▶ Problem set
a. In the adoption text below, what may courts order under current law in all states?
b. From the adoption text below, copy the passage from "The interests of" up to and including "direct access to identifying information.".

▶ Text shown
Some birth parents, at the time they make the decision to place their child for adoption, may express a desire to have their identities withheld from their child. The agency providing adoption services should advise the birth parents that under current law in all states, courts may order the opening of sealed adoption records and allow adopted adults access to identifying information.

Laws sealing adoption records are being re-examined in many states, and the possibility exists that adopted adults may have increased access to identifying information in the future. As a result, agencies should assist birth parents in understanding that it is not possible to assure them that their identities will be protected from the children they place for adoption.

The birth parents' desire to have their identities shared or withheld from the child they placed for adoption may change over time. The agency providing adoption services should inform the birth parents that they may at any time communicate to the agency any changes in their desires in this regard.

Section 6

The Practice of Adoption: Postplacement and Postlegalization Services

6.22 Access to Identifying Information

The agency providing adoption services should support efforts to ensure that adults who were adopted have direct access to identifying information about themselves and their birth parents.

The prevailing legal practice in the United States prohibits adults who were adopted as children from obtaining access to their original birth certificates or to identifying information contained in their adoption records. The practice of sealing records had come under scrutiny as the benefits of openness in adoption for the adopted individual, birth parents, and adoptive parents have come to be understood.

The interests of adopted adults in having information about their origins have come to be recognized as having critical psychological importance as well as importance in understanding their health and genetic status. Because such information is essential to adopted adults' identity and health needs, the agency should promote policies that provide adopted adults with direct access to identifying information.

▶ Extracted information
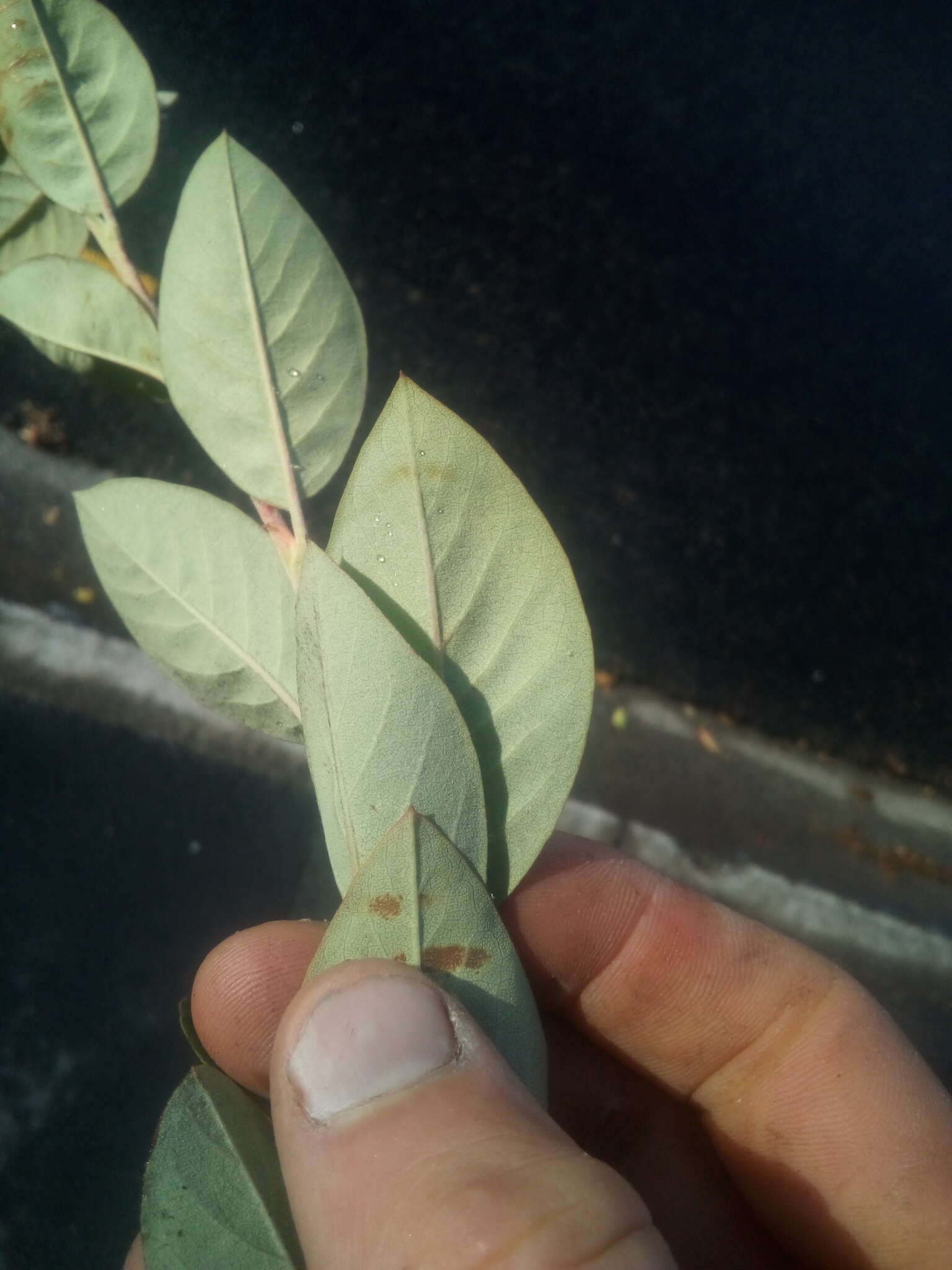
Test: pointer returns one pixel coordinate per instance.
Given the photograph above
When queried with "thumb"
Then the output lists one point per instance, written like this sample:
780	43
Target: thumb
407	1142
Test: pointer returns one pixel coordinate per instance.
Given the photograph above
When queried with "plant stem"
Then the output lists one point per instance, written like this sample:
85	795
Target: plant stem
106	230
283	541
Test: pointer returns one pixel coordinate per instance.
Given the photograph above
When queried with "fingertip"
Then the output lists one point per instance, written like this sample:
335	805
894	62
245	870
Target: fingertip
242	991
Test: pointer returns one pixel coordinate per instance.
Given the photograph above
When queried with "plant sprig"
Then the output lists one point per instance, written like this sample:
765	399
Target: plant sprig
434	660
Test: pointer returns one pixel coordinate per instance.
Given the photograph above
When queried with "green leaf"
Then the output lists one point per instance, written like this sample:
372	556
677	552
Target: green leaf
76	306
214	1194
203	592
262	339
18	195
382	732
416	900
77	102
47	229
446	540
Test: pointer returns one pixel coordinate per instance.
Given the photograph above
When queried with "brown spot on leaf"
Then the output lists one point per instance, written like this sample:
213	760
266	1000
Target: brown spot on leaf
386	906
455	957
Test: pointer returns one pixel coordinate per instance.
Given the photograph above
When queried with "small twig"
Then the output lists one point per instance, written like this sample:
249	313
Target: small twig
107	233
282	539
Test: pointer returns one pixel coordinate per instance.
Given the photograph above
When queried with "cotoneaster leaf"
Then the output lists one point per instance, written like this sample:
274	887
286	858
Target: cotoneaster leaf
81	310
450	545
416	900
214	1193
77	102
381	729
203	592
262	338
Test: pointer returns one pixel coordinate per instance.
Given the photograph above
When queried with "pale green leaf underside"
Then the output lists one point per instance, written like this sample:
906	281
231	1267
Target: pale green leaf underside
416	900
47	229
202	591
18	195
82	309
77	102
214	1194
262	337
451	546
381	729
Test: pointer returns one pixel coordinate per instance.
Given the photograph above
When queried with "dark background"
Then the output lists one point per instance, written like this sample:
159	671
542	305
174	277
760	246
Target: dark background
689	267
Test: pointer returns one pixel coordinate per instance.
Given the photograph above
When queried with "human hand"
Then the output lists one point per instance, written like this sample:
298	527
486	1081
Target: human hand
744	1091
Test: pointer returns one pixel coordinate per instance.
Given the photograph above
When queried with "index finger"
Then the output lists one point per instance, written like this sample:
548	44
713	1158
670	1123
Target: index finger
829	1121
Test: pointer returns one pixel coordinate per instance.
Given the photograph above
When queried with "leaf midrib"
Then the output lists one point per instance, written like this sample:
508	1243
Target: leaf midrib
243	654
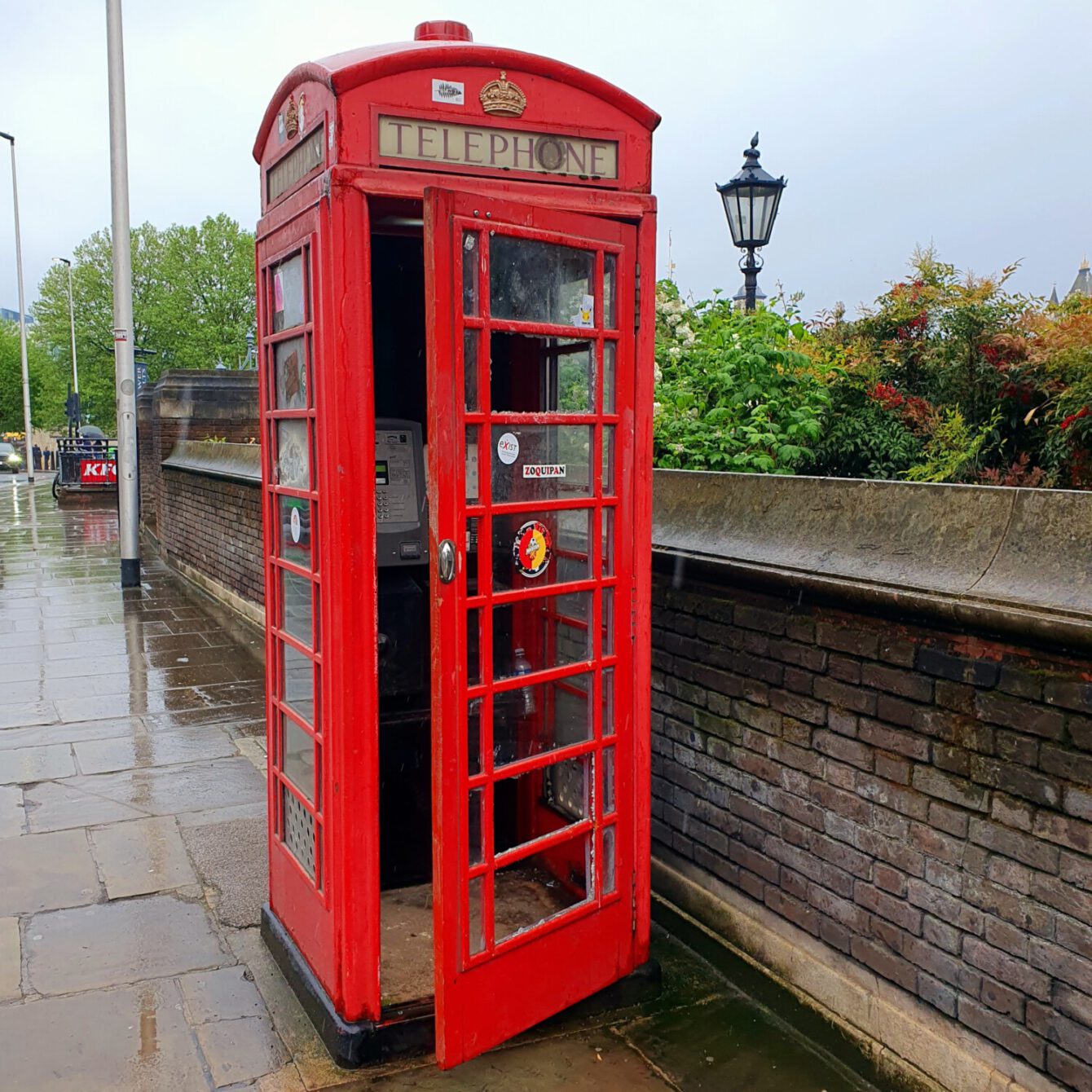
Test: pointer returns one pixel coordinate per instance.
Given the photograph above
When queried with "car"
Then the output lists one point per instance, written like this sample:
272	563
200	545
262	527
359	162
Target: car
10	459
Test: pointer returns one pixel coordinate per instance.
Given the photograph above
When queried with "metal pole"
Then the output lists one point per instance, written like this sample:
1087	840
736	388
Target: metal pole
125	372
751	281
28	430
76	375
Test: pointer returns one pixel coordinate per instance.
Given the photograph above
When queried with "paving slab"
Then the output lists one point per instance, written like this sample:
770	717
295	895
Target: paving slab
231	858
227	994
59	805
240	1050
170	790
45	734
26	764
12	816
145	749
46	871
11	960
119	943
131	1040
141	857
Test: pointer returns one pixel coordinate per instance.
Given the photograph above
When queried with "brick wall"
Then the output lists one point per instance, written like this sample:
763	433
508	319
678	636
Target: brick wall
215	526
921	802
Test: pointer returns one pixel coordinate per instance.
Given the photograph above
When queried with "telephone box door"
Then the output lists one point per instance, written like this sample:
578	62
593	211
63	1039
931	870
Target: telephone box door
530	437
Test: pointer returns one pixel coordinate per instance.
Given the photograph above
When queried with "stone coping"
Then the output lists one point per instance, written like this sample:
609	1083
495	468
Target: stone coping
236	462
1018	561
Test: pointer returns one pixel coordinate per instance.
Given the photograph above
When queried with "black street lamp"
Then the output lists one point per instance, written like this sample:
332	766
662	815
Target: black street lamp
751	203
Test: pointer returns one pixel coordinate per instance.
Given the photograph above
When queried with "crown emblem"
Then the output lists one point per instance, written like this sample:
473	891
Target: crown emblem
503	97
293	117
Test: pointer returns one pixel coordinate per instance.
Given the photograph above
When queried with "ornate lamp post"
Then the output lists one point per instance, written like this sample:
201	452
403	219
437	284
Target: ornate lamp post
751	203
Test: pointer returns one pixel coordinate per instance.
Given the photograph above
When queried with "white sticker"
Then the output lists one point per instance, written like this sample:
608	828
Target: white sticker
508	448
585	317
448	90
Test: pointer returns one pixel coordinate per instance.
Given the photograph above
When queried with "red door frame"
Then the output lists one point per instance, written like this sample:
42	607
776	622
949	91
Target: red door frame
595	941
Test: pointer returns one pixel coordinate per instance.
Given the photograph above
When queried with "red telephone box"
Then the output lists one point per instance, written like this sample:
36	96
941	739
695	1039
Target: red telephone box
456	378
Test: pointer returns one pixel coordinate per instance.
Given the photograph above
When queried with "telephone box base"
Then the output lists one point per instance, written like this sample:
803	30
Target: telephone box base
408	1030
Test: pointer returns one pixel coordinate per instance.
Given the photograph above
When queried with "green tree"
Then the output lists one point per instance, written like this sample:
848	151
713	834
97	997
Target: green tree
42	372
733	390
193	302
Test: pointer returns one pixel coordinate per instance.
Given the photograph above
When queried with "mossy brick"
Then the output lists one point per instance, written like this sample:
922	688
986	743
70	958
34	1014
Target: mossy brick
1020	716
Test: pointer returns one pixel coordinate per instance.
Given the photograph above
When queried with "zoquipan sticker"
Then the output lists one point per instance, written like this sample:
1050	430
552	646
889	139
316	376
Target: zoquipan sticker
532	549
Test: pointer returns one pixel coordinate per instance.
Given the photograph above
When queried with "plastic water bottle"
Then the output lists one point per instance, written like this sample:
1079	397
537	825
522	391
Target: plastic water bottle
522	667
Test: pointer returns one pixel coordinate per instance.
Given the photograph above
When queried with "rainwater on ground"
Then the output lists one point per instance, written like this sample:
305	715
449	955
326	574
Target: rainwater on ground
132	867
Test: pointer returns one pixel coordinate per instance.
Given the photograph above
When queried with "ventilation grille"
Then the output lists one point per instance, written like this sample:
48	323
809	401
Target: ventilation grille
298	831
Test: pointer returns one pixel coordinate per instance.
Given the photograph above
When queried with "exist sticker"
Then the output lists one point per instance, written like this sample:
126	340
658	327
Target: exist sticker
544	469
508	448
531	552
448	90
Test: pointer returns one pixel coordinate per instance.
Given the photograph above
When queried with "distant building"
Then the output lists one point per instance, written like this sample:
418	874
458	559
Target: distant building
1082	285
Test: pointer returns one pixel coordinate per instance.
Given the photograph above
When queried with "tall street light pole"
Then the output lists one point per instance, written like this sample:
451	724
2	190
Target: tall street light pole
76	375
22	319
125	372
751	202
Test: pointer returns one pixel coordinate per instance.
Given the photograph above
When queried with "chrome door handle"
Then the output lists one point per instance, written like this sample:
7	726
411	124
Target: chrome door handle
446	561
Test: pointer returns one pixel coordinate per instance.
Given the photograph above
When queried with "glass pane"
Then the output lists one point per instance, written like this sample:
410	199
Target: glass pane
473	646
540	375
471	459
610	292
475	855
535	635
293	456
607	619
609	462
610	350
540	282
298	683
291	369
540	887
607	542
296	607
295	521
540	462
471	263
476	915
531	549
609	861
474	736
540	718
471	368
297	757
609	786
609	725
288	294
564	787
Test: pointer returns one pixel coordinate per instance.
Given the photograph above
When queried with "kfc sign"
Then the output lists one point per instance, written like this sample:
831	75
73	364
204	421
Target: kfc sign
99	472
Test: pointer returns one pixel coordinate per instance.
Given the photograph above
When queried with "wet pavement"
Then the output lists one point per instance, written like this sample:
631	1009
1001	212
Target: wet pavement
132	816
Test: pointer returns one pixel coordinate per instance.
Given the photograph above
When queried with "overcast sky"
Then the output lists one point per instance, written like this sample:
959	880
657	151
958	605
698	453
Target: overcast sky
963	124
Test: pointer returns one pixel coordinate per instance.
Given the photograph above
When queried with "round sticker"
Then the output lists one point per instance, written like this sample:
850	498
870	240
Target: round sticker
531	552
508	448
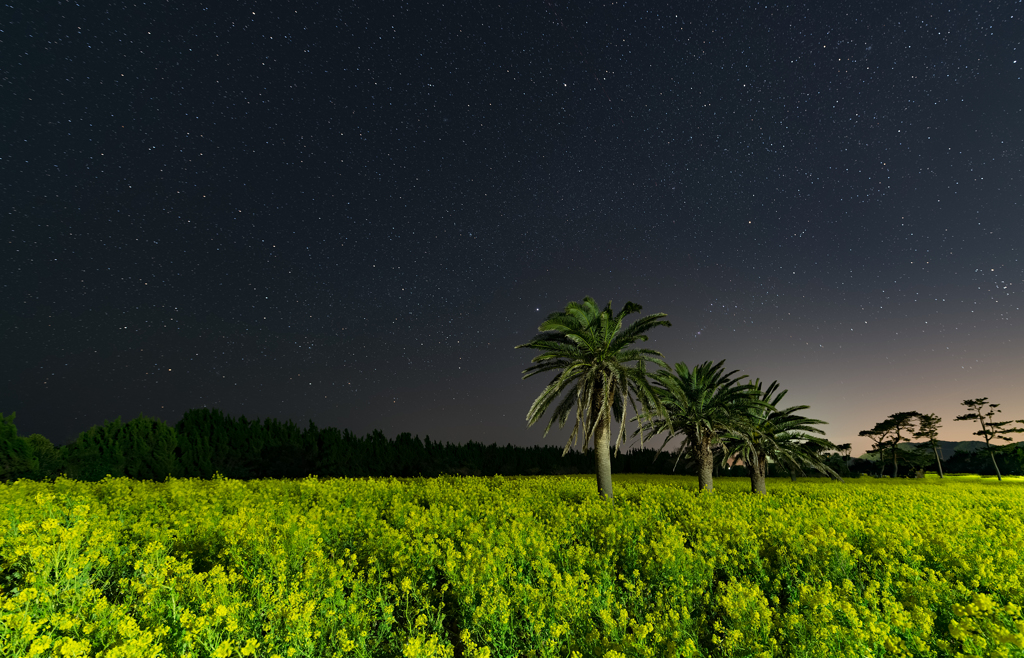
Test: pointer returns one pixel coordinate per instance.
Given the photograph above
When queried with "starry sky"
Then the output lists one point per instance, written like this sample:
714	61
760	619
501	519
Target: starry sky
350	212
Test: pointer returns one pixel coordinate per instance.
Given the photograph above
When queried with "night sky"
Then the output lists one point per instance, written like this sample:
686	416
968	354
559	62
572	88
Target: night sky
351	212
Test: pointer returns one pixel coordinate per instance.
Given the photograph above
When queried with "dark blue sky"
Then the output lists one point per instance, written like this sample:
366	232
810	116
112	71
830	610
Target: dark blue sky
350	212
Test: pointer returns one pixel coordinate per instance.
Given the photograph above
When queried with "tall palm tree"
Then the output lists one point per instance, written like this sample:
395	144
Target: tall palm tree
702	404
598	369
780	435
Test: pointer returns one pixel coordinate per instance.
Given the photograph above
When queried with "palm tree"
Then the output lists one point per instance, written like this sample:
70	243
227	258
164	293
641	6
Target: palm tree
599	371
702	404
779	435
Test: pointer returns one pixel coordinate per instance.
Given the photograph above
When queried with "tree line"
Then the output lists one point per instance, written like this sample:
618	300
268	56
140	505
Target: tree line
890	441
207	441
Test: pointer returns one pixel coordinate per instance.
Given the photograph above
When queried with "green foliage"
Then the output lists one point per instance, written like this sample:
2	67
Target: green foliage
598	370
141	448
781	436
702	404
887	435
25	456
15	452
990	428
590	352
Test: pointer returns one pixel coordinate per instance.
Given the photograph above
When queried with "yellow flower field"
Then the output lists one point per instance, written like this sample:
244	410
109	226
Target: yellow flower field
511	567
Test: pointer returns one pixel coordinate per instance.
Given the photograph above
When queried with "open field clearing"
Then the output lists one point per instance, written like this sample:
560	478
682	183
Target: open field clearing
512	567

▶ Answers to the exercise
a. Courts may order the opening of sealed adoption records and allow adopted adults access to identifying information.

b.
The interests of adopted adults in having information about their origins have come to be recognized as having critical psychological importance as well as importance in understanding their health and genetic status. Because such information is essential to adopted adults' identity and health needs, the agency should promote policies that provide adopted adults with direct access to identifying information.